Passage to read →
************
When the time came for her to select her path, I gently tried to push her into “family oriented careers”… Maths/Chemist Hons (college profs), Nutritionist, Medicine and if you really want to push the boundaries, maybe I’ll accept a career in veterinary sciences as she loves animals.

I thought I was being very different from the earlier gen but I didn’t realise I was trying to take decisions for her, just like my parents did for me. I thought I was a modern age mom, encouraging her to work. But deep in my heart, no matter how well intended my wishes were, I wanted her to have a career which would not stand in the way of her promising future as a daughter in law! That she can select a life partner to match her profession or God forbid, maybe not even have one, never entered the discussion :p


 
My first thought when she shared her dream of becoming a marine biologist was, “Shucks, there goes my dream of a big fat wedding in a rich Punjabi family 😂.” 

Second was, “How will I find a boy for her gypsy lifestyle… How will I answer the world if she is alone, without the ‘protection of a husband or in laws’?? “

 The conditioning over the generations is so deep rooted that we are and will always be typecast in different roles and be expected to fulfil those roles to the T. We will continue to seek societal approval by following the norms set by it.


Luckily, she’s of a different mettle altogether and forged her way ahead (her father had a big role to play but that’s a different story). Her unconventional thinking has helped crack my mould to quite an extent. She’s an accomplished marine biologist currently doing her PhD in Oxford. Her unconventional track gave me sleepless night while she worked with fishermen in a village for months, travelled to the remote-est of places for her projects or disappeared from the radar due to lack of cellular signals…
 

But, watching her happily stride ahead in her path, I realised one truth. We don’t need to break any moulds, we only need to stop putting people in them. I truly feel we will actually move out of stereotypes when we accept that a woman is free to make choices concerning her life and what she does with it… Unfettered by society and its imposed norms. 

And we start accepting her choices without questioning them.

Pic Credits:  The Spoilt Modern Indian Woman

Comments

It resonates at every level and I agree to the writers observation that we should not be putting peopke in moulds.it brings out the dilemma of today's mothers beautifully.
************
Dataset →
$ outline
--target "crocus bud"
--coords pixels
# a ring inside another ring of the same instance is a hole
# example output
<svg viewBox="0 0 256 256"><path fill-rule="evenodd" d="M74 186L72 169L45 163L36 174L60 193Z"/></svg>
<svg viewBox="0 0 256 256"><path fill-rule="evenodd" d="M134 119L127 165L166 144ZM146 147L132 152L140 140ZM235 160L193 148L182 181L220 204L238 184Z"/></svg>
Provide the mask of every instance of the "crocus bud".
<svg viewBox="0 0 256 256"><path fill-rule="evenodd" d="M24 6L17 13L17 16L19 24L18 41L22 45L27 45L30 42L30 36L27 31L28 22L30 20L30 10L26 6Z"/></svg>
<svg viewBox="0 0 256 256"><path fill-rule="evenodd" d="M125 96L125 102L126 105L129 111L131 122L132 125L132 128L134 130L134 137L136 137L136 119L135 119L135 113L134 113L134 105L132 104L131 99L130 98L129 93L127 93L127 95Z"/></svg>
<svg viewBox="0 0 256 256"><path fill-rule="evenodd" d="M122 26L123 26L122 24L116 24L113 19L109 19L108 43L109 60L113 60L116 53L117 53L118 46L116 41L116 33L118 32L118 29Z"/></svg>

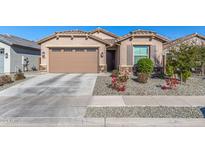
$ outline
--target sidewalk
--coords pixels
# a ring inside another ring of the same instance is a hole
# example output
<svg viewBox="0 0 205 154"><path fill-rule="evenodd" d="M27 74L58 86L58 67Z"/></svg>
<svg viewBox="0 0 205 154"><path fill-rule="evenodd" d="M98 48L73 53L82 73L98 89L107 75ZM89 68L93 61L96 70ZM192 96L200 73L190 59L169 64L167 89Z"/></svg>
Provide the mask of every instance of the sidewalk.
<svg viewBox="0 0 205 154"><path fill-rule="evenodd" d="M205 96L93 96L89 107L205 106Z"/></svg>

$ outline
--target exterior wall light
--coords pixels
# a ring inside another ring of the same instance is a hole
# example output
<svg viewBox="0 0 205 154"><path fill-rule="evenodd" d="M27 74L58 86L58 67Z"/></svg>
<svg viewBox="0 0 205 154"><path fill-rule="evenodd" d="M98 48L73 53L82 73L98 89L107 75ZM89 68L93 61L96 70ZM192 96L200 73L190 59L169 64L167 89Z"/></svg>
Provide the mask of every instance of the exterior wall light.
<svg viewBox="0 0 205 154"><path fill-rule="evenodd" d="M104 53L103 53L103 52L100 53L100 57L101 57L101 58L104 57Z"/></svg>
<svg viewBox="0 0 205 154"><path fill-rule="evenodd" d="M9 57L9 54L8 53L5 53L5 58L7 59Z"/></svg>
<svg viewBox="0 0 205 154"><path fill-rule="evenodd" d="M41 52L41 56L42 56L42 58L45 58L45 52L44 51Z"/></svg>

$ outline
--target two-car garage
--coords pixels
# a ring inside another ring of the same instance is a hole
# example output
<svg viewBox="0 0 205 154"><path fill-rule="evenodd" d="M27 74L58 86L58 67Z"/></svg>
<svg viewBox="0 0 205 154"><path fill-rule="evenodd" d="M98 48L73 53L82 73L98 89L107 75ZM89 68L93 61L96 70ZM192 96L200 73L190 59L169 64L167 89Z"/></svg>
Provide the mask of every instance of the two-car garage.
<svg viewBox="0 0 205 154"><path fill-rule="evenodd" d="M49 49L51 73L97 73L97 47L64 47Z"/></svg>
<svg viewBox="0 0 205 154"><path fill-rule="evenodd" d="M41 68L50 73L99 73L106 69L110 43L91 33L74 30L56 32L38 42Z"/></svg>

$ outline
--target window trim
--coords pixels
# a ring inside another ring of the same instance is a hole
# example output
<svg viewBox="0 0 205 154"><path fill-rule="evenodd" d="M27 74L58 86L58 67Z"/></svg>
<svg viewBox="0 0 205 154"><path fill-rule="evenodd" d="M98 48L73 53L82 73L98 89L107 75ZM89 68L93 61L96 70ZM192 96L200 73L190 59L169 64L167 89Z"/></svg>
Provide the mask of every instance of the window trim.
<svg viewBox="0 0 205 154"><path fill-rule="evenodd" d="M150 45L133 45L133 65L135 65L136 63L135 63L135 51L134 51L134 48L135 47L143 47L143 46L146 46L147 48L148 48L148 53L147 53L147 58L150 58ZM145 55L144 54L140 54L140 55L137 55L138 57L145 57Z"/></svg>

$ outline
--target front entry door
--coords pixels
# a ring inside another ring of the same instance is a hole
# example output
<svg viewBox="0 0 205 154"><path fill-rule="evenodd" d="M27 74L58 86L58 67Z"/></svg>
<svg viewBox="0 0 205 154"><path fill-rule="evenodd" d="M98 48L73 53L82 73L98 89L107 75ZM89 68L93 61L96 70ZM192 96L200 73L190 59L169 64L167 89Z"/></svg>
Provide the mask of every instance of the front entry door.
<svg viewBox="0 0 205 154"><path fill-rule="evenodd" d="M0 48L0 73L4 73L4 49Z"/></svg>
<svg viewBox="0 0 205 154"><path fill-rule="evenodd" d="M115 51L107 51L107 71L110 72L115 69Z"/></svg>

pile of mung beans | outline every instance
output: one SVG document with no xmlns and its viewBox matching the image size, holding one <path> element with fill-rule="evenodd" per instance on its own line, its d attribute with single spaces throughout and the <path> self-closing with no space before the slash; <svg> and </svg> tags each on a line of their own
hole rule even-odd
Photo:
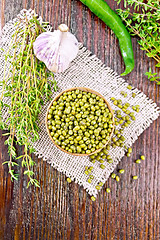
<svg viewBox="0 0 160 240">
<path fill-rule="evenodd" d="M 53 101 L 47 118 L 54 142 L 70 153 L 91 154 L 102 149 L 114 127 L 104 99 L 79 89 Z"/>
</svg>

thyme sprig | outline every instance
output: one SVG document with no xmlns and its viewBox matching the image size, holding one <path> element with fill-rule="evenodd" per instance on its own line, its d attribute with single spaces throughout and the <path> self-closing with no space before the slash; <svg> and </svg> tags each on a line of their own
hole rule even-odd
<svg viewBox="0 0 160 240">
<path fill-rule="evenodd" d="M 22 28 L 22 21 L 24 28 Z M 31 20 L 27 17 L 19 19 L 16 23 L 16 31 L 12 35 L 12 41 L 5 54 L 4 78 L 1 81 L 2 91 L 0 95 L 0 127 L 9 129 L 5 144 L 8 145 L 9 173 L 11 179 L 18 179 L 14 166 L 18 165 L 17 159 L 21 159 L 21 165 L 25 168 L 24 174 L 28 176 L 28 186 L 39 186 L 34 178 L 33 161 L 31 154 L 35 151 L 33 143 L 39 139 L 38 114 L 41 112 L 45 100 L 51 96 L 51 87 L 57 86 L 54 75 L 48 72 L 43 62 L 40 62 L 33 53 L 33 43 L 36 37 L 45 31 L 37 17 Z M 10 63 L 7 71 L 7 63 Z M 49 80 L 52 79 L 52 80 Z M 5 103 L 9 99 L 9 104 Z M 7 108 L 8 118 L 3 119 L 4 107 Z M 16 136 L 16 138 L 15 138 Z M 24 146 L 24 154 L 17 156 L 14 142 Z"/>
<path fill-rule="evenodd" d="M 115 0 L 118 4 L 121 0 Z M 125 10 L 117 9 L 132 36 L 138 36 L 138 43 L 148 57 L 160 67 L 160 2 L 159 0 L 124 0 Z M 134 12 L 132 12 L 133 7 Z M 154 73 L 152 73 L 154 74 Z M 147 74 L 146 74 L 147 75 Z M 160 85 L 159 77 L 148 77 Z"/>
</svg>

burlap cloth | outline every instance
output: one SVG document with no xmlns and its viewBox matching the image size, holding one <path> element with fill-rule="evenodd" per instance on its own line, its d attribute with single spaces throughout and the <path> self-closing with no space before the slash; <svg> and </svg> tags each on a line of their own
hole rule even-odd
<svg viewBox="0 0 160 240">
<path fill-rule="evenodd" d="M 28 18 L 31 18 L 33 11 L 22 10 L 17 17 L 24 17 L 24 13 L 27 14 Z M 9 43 L 11 41 L 11 35 L 15 31 L 14 23 L 17 18 L 8 22 L 3 30 L 0 39 L 0 47 L 4 50 L 8 49 Z M 23 26 L 21 26 L 23 27 Z M 49 27 L 50 31 L 51 28 Z M 9 67 L 9 64 L 7 65 Z M 0 52 L 0 79 L 3 79 L 3 68 L 4 68 L 4 57 L 3 53 Z M 113 105 L 110 100 L 111 97 L 116 97 L 116 99 L 122 99 L 123 103 L 129 102 L 131 106 L 140 105 L 140 112 L 135 112 L 136 121 L 133 121 L 129 127 L 125 128 L 123 136 L 126 138 L 125 146 L 131 146 L 138 136 L 147 128 L 149 125 L 158 118 L 159 109 L 156 104 L 149 99 L 143 92 L 136 88 L 133 90 L 127 89 L 128 83 L 125 82 L 117 73 L 115 73 L 111 68 L 106 67 L 101 60 L 99 60 L 95 55 L 92 55 L 82 44 L 79 44 L 79 53 L 76 59 L 71 63 L 70 67 L 62 74 L 55 75 L 55 80 L 58 85 L 58 93 L 67 88 L 72 87 L 88 87 L 94 89 L 101 93 L 110 103 L 114 110 L 118 110 L 116 106 Z M 127 97 L 124 98 L 120 92 L 125 91 Z M 132 93 L 136 93 L 136 97 L 132 97 Z M 58 94 L 54 93 L 53 97 Z M 8 102 L 8 99 L 5 99 Z M 46 127 L 44 123 L 45 114 L 49 102 L 45 104 L 42 108 L 42 112 L 39 115 L 41 122 L 39 131 L 39 140 L 34 143 L 34 148 L 36 150 L 35 154 L 39 158 L 43 158 L 44 161 L 50 163 L 58 171 L 63 172 L 67 177 L 76 183 L 83 185 L 86 191 L 90 195 L 96 196 L 97 190 L 95 186 L 99 182 L 105 183 L 110 174 L 113 172 L 114 168 L 120 161 L 120 159 L 125 154 L 125 149 L 116 147 L 109 150 L 109 154 L 113 159 L 113 163 L 109 164 L 105 161 L 104 165 L 106 168 L 103 170 L 100 168 L 99 162 L 91 163 L 89 157 L 78 157 L 66 154 L 56 148 L 54 144 L 49 139 Z M 129 110 L 132 110 L 131 108 Z M 8 117 L 7 112 L 4 112 L 4 119 Z M 88 176 L 84 174 L 85 166 L 94 166 L 92 175 L 94 175 L 94 180 L 92 183 L 88 183 Z"/>
</svg>

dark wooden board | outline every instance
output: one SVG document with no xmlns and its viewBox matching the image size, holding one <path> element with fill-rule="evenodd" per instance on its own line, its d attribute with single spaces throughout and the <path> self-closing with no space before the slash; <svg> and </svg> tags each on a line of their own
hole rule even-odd
<svg viewBox="0 0 160 240">
<path fill-rule="evenodd" d="M 107 0 L 112 9 L 116 3 Z M 120 5 L 123 7 L 123 4 Z M 78 0 L 1 0 L 1 26 L 16 17 L 22 8 L 35 8 L 53 28 L 66 23 L 79 41 L 119 74 L 124 69 L 118 41 L 111 30 Z M 142 90 L 156 103 L 159 88 L 144 75 L 155 62 L 147 58 L 133 38 L 135 69 L 126 81 Z M 4 133 L 4 132 L 3 132 Z M 117 183 L 109 179 L 95 202 L 86 191 L 68 184 L 66 177 L 34 156 L 40 189 L 26 189 L 23 169 L 18 182 L 11 182 L 2 162 L 8 159 L 5 137 L 0 132 L 0 240 L 7 239 L 160 239 L 160 148 L 159 120 L 139 137 L 130 158 L 117 166 L 126 170 Z M 16 146 L 19 154 L 22 147 Z M 140 154 L 141 165 L 134 163 Z M 116 172 L 115 171 L 115 172 Z M 139 179 L 131 181 L 137 174 Z M 111 193 L 105 192 L 106 187 Z"/>
</svg>

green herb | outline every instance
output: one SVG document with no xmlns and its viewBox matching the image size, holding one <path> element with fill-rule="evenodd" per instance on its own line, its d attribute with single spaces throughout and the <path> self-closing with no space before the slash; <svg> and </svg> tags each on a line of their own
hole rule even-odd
************
Study questions →
[A] Answer these questions from the essay on a daughter's career:
(i) Which career would the mother accept if she "really" wanted to "push the boundaries," and why?
(ii) What career did the daughter dream of?
(iii) Where is the daughter now doing her PhD?
[B] Decide whether each statement agrees with the essay on a daughter's career. Answer yes or no, and quote the words that settle it.
(i) The daughter worked with fishermen in a village for months.
(ii) From the start, the mother left the choice of career wholly to the daughter.
(iii) The writer concludes that people need to break moulds.
[C] Carry on the essay on a daughter's career from the point where it stops.
The listing has nothing to do with this work.

Task results →
[A]
(i) Veterinary sciences, because the daughter loves animals.
(ii) Marine biologist.
(iii) Oxford.

[B]
(i) Yes: "she worked with fishermen in a village for months"
(ii) No: "I gently tried to push her into “family oriented careers”"
(iii) No: "We don’t need to break any moulds, we only need to stop putting people in them."

[C]
Rachna said…
Thankyou for your nice words Lovelifeworshipper... Much appreciated. Just voiced the real life scenarios of today's confused parents.
Nirmala said…
Kudos Rachana, your daughter is lucky to have the right upbringing!! If we stop paying heed to societal norms/ expectations, we will learn to think outside the box!
You have a way of putting the abstracts into right perspective.
An excellent musing!
Eagerly awaiting the next one!
Rachna said…
Thank you so much Nimzzzz. Just the ramblings of a confused parent trying to find a way out of this societal maze we live in
Unknown said…
Beautifully written Rach. Very thought provoking
Anonymous said…
Beautiful article.
I really admire your strength to break free from these moulds that we have created ourselves.
Good read
Soniasehgal6 said…
I have two young aspiring daughters. I completely resonate with your article.Loved it Rachna
Rachna said…
Thank you Sonia and others who have read and appreciated the article. (Sorry, your names are not showing up, so unable to respond to you personally)

Truly speaking, still in the process of getting out of my mould and doing my best to not put my family or friends in one :) Its an uphill battle and I hope to reach the summit someday
Shamita Sharma said…
Yes we do put our children especially girls in a certain mould.We claim to be the broad minded accepting generation, but its just thqt we have made a wider mould for them than our parents. We are quick to be critical of anything done beyond societal norms, which we consider as normal. We do have to let our children blossom and probably have more faith in ourselves and our parenting. Thanks Rach, writing this down just cleared my head q lot. It was a domino effect.